* [Given data]:
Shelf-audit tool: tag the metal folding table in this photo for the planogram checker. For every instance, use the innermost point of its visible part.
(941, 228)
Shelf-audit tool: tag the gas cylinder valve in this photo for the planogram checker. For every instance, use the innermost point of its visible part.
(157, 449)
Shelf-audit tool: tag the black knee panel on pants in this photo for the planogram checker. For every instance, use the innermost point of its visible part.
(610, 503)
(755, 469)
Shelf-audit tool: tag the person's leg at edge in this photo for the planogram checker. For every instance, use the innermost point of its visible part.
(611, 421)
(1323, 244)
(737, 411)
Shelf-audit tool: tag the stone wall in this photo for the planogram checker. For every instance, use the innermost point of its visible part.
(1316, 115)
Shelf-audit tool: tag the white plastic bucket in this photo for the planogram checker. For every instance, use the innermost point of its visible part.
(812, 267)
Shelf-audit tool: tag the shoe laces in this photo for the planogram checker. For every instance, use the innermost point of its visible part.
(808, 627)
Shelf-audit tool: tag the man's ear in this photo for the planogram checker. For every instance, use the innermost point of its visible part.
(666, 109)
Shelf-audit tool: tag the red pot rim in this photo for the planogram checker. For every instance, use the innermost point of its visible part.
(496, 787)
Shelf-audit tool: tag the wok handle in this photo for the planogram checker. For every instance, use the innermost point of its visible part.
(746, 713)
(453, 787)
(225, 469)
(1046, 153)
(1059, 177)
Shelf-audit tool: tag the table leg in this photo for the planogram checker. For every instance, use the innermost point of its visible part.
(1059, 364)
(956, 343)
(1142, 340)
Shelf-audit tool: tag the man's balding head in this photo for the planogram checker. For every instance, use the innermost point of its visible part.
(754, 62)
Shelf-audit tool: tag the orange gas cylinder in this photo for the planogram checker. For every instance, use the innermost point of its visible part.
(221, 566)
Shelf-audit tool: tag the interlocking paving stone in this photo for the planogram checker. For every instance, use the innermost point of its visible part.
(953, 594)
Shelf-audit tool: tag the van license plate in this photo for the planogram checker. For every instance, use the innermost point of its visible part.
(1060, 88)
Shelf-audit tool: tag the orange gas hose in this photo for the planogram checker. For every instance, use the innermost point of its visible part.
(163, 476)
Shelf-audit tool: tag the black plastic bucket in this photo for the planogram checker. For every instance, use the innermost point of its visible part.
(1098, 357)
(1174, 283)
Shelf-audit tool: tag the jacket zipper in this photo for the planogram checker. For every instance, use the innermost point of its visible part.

* [Task to complete]: Render every line of the material above as a Markdown table with the columns Row and Line, numbering the rows and omitting blank lines.

* [Result of this exercise]:
| Row | Line |
|---|---|
| 1 | Shelf-audit tool: tag the metal folding table in this photo for the planogram checker. For every instance, use the innermost point of its visible part. |
| 2 | (941, 228) |
| 3 | Shelf-audit tool: tag the gas cylinder valve in this photo for the planogram checker. For every instance, use the innermost point of its visible part. |
| 4 | (157, 449) |
| 5 | Shelf-audit tool: tag the black knee panel on pants in this photo for the planogram checker. For every instance, use the innermost point of its visible part. |
| 6 | (610, 503) |
| 7 | (755, 469) |
| 8 | Shelf-audit tool: tag the person's leg at edge in this photo for the planogram checker. For every instance, use the innermost point of its visible part. |
| 9 | (611, 421) |
| 10 | (1323, 244) |
| 11 | (737, 411) |
| 12 | Shelf-audit tool: tag the stone wall in this photo for the planogram checker. For every instance, use the innermost point of its visible part. |
| 13 | (1316, 115) |
| 14 | Shelf-audit tool: tag the white plastic bucket in this photo for the planogram checker. For every instance, use the innermost point of its visible part. |
| 15 | (812, 267) |
| 16 | Shelf-audit tool: tag the shoe laces in this photo for the planogram checker. For every instance, use the innermost point of its visible part. |
| 17 | (808, 627) |
| 18 | Shelf-audit tool: tag the man's ear in this photo for the planogram checker. For every instance, use the innermost point of its visible part. |
| 19 | (666, 109) |
| 20 | Shelf-audit tool: tag the red pot rim in this photo for the planogram checker. For every instance, use the innermost point of its visible part. |
| 21 | (496, 787) |
| 22 | Shelf-audit tool: tag the wok handle in this photo for the planogram checker. For every instance, use the innermost point of its visible part. |
| 23 | (746, 713) |
| 24 | (453, 787) |
| 25 | (225, 469) |
| 26 | (1046, 153) |
| 27 | (1059, 177) |
| 28 | Shelf-audit tool: tag the table leg in this photo for the planogram checker. For every instance, use the innermost point of its visible part. |
| 29 | (1059, 364) |
| 30 | (956, 343) |
| 31 | (1142, 340) |
| 32 | Shelf-audit tool: tag the man's balding head in this photo for the planogram checker. For every instance, use the innermost point of its visible part. |
| 33 | (754, 62) |
| 34 | Shelf-audit tool: tag the orange gas cylinder in this photo for the planogram checker. For every instance, use the innermost point of its visible part. |
| 35 | (221, 566) |
| 36 | Shelf-audit tool: tag the interlocking paving stone in this photo for the planogram checker. For every instance, use the innermost point of its visible part. |
| 37 | (953, 594) |
| 38 | Shelf-audit tool: tag the van license plate in this photo for the planogram checker. For every instance, use the innermost point of its visible part. |
| 39 | (1060, 88) |
| 40 | Shelf-audit tool: tag the orange gas hose in this photo for the planogram checker. For every instance, use the innermost point of its visible part. |
| 41 | (163, 476) |
| 42 | Shelf-audit tool: tag the black plastic bucket in this photo for the planogram checker. For every instance, use the innermost point of its visible part. |
| 43 | (1098, 357) |
| 44 | (1174, 283) |
| 45 | Shelf-audit tool: tag the jacket zipper in this photo for the planogram checker. For every instance, use the innermost point of its visible part. |